Société française de cardiologie et Société française de gériatrie et de gérontologie
M. Komajda (SFC), F. Forette (SFGG), J.F Aupetit (SFC), A. Bénétos (SFGG), G. Berrut (SFGG), J.P. Emeriau (SFGG), P. Friocourt (SFGG), M. Galinier (SFC), P. de Groote (SFC), O. Hanon (SFGG), G. Jondeau (SFC), P. Jourdain (SFC).
L’insuffisance cardiaque, pathologie fréquente du sujet âgé, est associée à un pronostic sombre. Le diagnostic clinique est compliqué par une symptomatologie atypique ou difficile à interpréter et par l’association à des comorbidités, notamment troubles neuropsychiatriques, affections de l’appareil locomoteur et des systèmes d’équilibre.
Parmi les examens complémentaires, l’échocardiographie-doppler reste sousutilisée, ou difficile à réaliser en pratique courante en dépit des renseignements fonctionnels ou étiologiques qu’elle apporte. L’atteinte de la fonction diastolique est fréquente.
Les examens biologiques usuels doivent comporter le calcul de la clairance de la créatinine, indispensable à l’adaptation des posologies de certaines thérapeutiques (IEC, digoxine, spironolactone).
L’intérêt du dosage plasmatique des peptides natriurétiques n’a pas été évalué dans les populations âgées ou très âgées, et le taux plasmatique du B type natriuretic peptide augmente avec l’âge.
Une évaluation gérontologique est indispensable afin de dépister les pathologies associées, le degré de dépendance du patient, et le dépistage systématique de la présence d’une « fragilité » est recommandé. Cette évaluation doit s’attacher à apprécier les fonctions cognitives, l’autonomie, l’état somatique, le contexte de vie et la prise en charge médico-sociale.
Les objectifs généraux du traitement restent applicables au sujet âgé : amélioration de la qualité de vie, réduction de la mortalité, du nombre et de la durée des hospitalisations, ralentissement de la progression de la maladie. Chez le sujet âgé fragile, l’amélioration symptomatique doit être l’objectif primaire.
Le rapport bénéfice/risque des associations thérapeutiques doit être soigneusement pesé sur une base individuelle et faire l’objet de réévaluations régulières.

################

• [À FAIRE]: Poursuivez le texte sur l'insuffisance cardiaque du sujet âgé à partir de sa dernière phrase. Le matériel ci-après provient d'une source différente.

################

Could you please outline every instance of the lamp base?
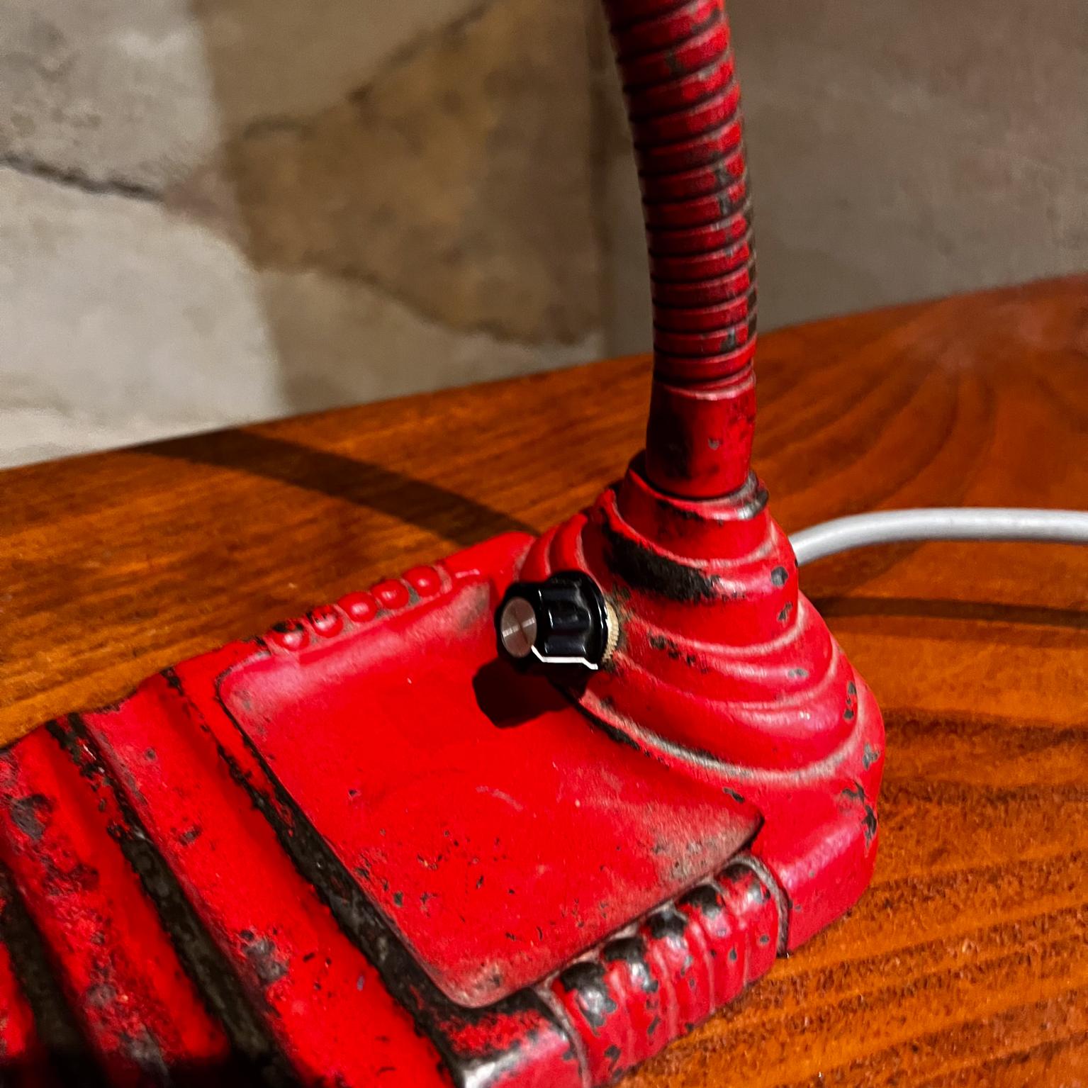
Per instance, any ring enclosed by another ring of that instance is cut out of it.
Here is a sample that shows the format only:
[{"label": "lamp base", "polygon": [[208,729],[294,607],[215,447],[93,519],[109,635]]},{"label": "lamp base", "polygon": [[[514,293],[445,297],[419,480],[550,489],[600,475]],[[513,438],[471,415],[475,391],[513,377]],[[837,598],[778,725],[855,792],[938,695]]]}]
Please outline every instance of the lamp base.
[{"label": "lamp base", "polygon": [[634,728],[622,668],[562,692],[496,657],[494,608],[549,547],[497,537],[7,750],[8,1064],[581,1088],[852,905],[883,742],[849,666],[830,759]]}]

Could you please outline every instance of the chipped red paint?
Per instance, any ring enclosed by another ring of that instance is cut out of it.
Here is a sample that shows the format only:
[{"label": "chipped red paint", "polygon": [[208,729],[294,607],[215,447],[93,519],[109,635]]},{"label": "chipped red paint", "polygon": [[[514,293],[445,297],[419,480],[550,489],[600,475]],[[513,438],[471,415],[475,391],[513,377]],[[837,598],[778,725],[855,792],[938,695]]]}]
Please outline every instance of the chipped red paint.
[{"label": "chipped red paint", "polygon": [[[755,284],[720,0],[605,0],[654,279],[647,447],[589,509],[286,620],[0,753],[24,1083],[589,1088],[871,876],[883,728],[750,471]],[[556,684],[515,579],[618,623]],[[561,685],[560,685],[561,684]]]},{"label": "chipped red paint", "polygon": [[122,853],[131,827],[82,756],[46,729],[0,756],[0,861],[112,1083],[225,1067],[226,1036]]},{"label": "chipped red paint", "polygon": [[[12,892],[7,879],[0,880],[0,919],[12,908]],[[15,939],[10,925],[0,922],[0,1075],[3,1083],[53,1084],[46,1052],[34,1023],[30,1007],[15,977],[9,942]]]}]

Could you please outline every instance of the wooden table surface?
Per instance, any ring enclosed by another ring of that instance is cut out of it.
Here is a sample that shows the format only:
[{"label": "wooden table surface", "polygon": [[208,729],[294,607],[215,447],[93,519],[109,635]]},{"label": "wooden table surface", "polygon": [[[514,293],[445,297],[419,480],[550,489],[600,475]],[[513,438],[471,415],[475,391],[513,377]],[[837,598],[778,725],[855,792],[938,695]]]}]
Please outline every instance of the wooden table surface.
[{"label": "wooden table surface", "polygon": [[[757,466],[792,531],[1088,506],[1088,279],[769,335]],[[0,739],[493,533],[641,442],[644,360],[0,474]],[[888,722],[871,890],[630,1088],[1088,1084],[1088,549],[897,546],[803,589]]]}]

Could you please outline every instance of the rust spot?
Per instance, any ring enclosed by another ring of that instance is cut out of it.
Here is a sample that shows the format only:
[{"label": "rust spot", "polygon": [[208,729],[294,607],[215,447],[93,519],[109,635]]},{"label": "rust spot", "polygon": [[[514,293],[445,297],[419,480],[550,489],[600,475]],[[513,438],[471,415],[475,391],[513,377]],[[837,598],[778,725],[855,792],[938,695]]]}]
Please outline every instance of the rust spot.
[{"label": "rust spot", "polygon": [[621,937],[609,941],[602,950],[607,963],[626,963],[634,981],[644,993],[656,993],[660,984],[646,963],[646,945],[640,937]]},{"label": "rust spot", "polygon": [[49,799],[41,793],[32,793],[28,798],[20,798],[13,801],[8,811],[11,813],[11,820],[23,832],[37,842],[46,830],[46,821],[53,806]]},{"label": "rust spot", "polygon": [[604,1027],[616,1012],[617,1005],[608,993],[601,964],[576,963],[562,972],[559,984],[568,993],[578,996],[578,1007],[594,1030]]},{"label": "rust spot", "polygon": [[696,907],[707,918],[716,918],[722,911],[721,900],[709,885],[697,885],[680,902]]},{"label": "rust spot", "polygon": [[257,937],[249,929],[244,929],[238,936],[242,938],[242,951],[261,986],[271,986],[287,974],[287,964],[270,938]]},{"label": "rust spot", "polygon": [[654,940],[679,939],[688,929],[688,919],[671,906],[657,911],[646,919],[646,928]]},{"label": "rust spot", "polygon": [[718,579],[713,576],[658,555],[608,526],[603,529],[613,569],[633,589],[689,604],[718,597]]}]

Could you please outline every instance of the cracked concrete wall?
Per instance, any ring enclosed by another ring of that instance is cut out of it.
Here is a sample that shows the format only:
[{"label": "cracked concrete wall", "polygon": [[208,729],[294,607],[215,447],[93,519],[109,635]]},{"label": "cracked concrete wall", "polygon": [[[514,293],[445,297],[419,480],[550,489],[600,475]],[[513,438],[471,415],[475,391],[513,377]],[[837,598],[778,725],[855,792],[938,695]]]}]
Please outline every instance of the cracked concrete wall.
[{"label": "cracked concrete wall", "polygon": [[0,463],[598,356],[583,0],[4,0]]},{"label": "cracked concrete wall", "polygon": [[[3,0],[0,463],[648,344],[597,0]],[[732,0],[764,329],[1088,267],[1084,0]]]}]

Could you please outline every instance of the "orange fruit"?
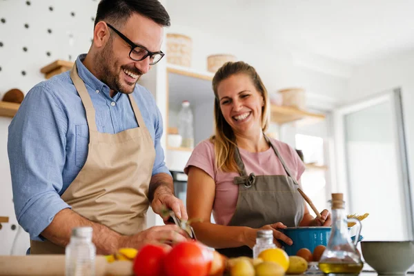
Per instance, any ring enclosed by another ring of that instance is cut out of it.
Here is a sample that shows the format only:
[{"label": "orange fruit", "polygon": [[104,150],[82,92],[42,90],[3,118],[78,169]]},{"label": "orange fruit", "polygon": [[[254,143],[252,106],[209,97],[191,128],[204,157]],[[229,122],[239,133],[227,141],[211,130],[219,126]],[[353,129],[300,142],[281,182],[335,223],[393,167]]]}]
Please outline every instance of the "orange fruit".
[{"label": "orange fruit", "polygon": [[286,272],[289,268],[289,256],[280,248],[266,249],[259,254],[258,258],[264,262],[273,262],[279,264]]}]

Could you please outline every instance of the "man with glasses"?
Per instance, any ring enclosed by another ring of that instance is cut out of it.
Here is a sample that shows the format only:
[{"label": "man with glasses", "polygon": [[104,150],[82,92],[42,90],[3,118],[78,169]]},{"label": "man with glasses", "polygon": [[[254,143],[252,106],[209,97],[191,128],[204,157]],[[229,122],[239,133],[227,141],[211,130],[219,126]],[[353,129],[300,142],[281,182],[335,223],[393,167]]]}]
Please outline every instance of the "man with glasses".
[{"label": "man with glasses", "polygon": [[164,208],[188,218],[164,161],[159,110],[137,84],[164,57],[169,26],[157,0],[101,0],[88,52],[26,95],[8,150],[31,254],[64,253],[79,226],[93,228],[99,254],[188,238],[175,225],[146,230],[150,204],[164,221]]}]

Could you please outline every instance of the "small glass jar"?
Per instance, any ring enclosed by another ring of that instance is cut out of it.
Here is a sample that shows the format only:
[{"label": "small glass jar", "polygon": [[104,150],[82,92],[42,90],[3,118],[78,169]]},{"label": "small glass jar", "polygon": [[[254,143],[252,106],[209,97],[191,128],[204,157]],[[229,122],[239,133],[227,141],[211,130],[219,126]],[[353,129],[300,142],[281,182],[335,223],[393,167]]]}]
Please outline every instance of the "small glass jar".
[{"label": "small glass jar", "polygon": [[259,230],[256,236],[256,244],[253,246],[253,258],[257,258],[260,253],[266,249],[276,248],[273,243],[273,231]]},{"label": "small glass jar", "polygon": [[95,275],[96,247],[92,242],[92,227],[77,227],[72,230],[66,246],[66,276]]}]

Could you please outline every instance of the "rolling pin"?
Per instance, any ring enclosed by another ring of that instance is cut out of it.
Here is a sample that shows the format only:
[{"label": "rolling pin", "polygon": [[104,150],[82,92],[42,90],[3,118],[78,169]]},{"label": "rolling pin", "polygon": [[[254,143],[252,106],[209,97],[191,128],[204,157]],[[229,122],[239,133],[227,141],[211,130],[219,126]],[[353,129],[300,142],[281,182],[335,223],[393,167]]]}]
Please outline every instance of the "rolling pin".
[{"label": "rolling pin", "polygon": [[[97,256],[96,276],[133,276],[132,262],[108,263],[104,256]],[[64,276],[64,255],[0,256],[1,276]]]}]

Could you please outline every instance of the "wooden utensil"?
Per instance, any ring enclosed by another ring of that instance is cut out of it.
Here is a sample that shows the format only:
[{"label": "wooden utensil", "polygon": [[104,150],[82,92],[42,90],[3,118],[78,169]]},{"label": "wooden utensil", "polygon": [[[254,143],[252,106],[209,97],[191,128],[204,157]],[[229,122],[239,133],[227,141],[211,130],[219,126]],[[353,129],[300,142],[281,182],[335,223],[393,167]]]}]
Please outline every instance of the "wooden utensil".
[{"label": "wooden utensil", "polygon": [[[64,255],[0,256],[1,276],[63,276]],[[108,263],[104,256],[95,259],[96,276],[132,276],[132,262],[115,261]]]},{"label": "wooden utensil", "polygon": [[315,212],[315,215],[316,215],[316,217],[318,219],[322,218],[322,216],[321,216],[321,213],[317,211],[317,209],[316,208],[316,207],[315,207],[315,205],[313,205],[312,200],[310,200],[310,199],[309,197],[308,197],[308,196],[304,193],[303,190],[302,190],[302,189],[300,188],[297,188],[297,191],[302,196],[304,199],[305,199],[305,201],[306,202],[308,202],[308,204],[309,204],[309,206],[310,206],[312,210],[313,210],[313,212]]}]

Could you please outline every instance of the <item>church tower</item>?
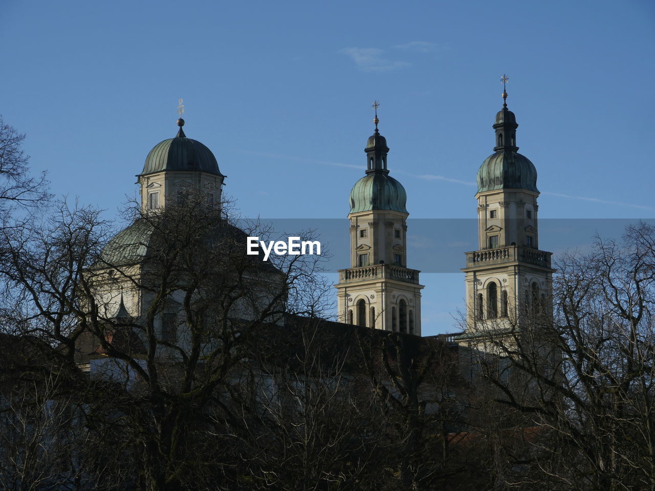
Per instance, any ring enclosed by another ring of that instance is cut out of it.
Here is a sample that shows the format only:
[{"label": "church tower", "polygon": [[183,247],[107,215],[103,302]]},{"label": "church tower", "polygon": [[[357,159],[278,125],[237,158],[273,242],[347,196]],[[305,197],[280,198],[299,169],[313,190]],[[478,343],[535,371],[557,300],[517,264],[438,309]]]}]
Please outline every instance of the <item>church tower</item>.
[{"label": "church tower", "polygon": [[178,126],[174,138],[157,143],[150,151],[143,170],[137,175],[144,213],[172,201],[179,203],[192,191],[206,194],[209,205],[221,202],[226,176],[219,170],[216,158],[200,141],[187,137],[182,130],[183,119],[178,120]]},{"label": "church tower", "polygon": [[550,308],[554,270],[552,253],[539,250],[536,170],[517,153],[519,125],[505,90],[502,98],[495,153],[477,171],[478,250],[466,253],[462,270],[466,329],[457,340],[470,344],[483,345],[491,334],[526,325]]},{"label": "church tower", "polygon": [[389,175],[386,139],[377,125],[366,143],[365,175],[350,191],[350,267],[339,271],[343,322],[421,335],[419,272],[407,267],[405,189]]}]

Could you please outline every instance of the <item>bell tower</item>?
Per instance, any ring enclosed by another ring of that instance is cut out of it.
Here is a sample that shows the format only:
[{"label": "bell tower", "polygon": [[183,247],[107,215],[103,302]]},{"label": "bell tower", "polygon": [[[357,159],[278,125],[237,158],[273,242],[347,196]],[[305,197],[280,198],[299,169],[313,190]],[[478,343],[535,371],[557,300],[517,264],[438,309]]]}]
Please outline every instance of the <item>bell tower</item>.
[{"label": "bell tower", "polygon": [[365,175],[350,191],[350,267],[339,270],[339,315],[342,322],[420,336],[423,286],[419,272],[407,267],[407,194],[389,175],[377,101],[373,107]]},{"label": "bell tower", "polygon": [[[503,75],[503,84],[508,79]],[[552,253],[539,245],[536,170],[518,153],[507,92],[496,115],[493,153],[477,171],[478,249],[466,253],[466,328],[460,342],[483,345],[552,310]],[[483,349],[480,348],[479,349]]]}]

################

• [RÉPONSE]:
Faute d’études spécifiquement consacrées au sujet âgé ou très âgé, la majorité des recommandations est extrapolée de données fondées sur les preuves obtenues sur des populations plus jeunes.
Des précautions particulières d’utilisation des médicaments de l’insuffisance cardiaque sont nécessaires en raison de facteurs comorbides et de modifications pharmacocinétiques ou pharmacodynamiques liées au vieillissement.
L’augmentation des posologies doit être prudente et soigneusement surveillée à la recherche d’effets secondaires. Fondamentalement, la stratégie de prise en charge de l’insuffisance cardiaque du sujet âgé est identique, dans ses modalités, à celle du sujet plus jeune.
Les règles nutritionnelles doivent être plus souples que celles utilisées chez le sujet plus jeune afin, notamment, d’éviter le risque de dénutrition induit par les régimes désodés stricts.
Les programmes thérapeutiques faisant intervenir des équipes multidisciplinaires réduisent le nombre et la durée des hospitalisations et les coûts générés par la pathologie.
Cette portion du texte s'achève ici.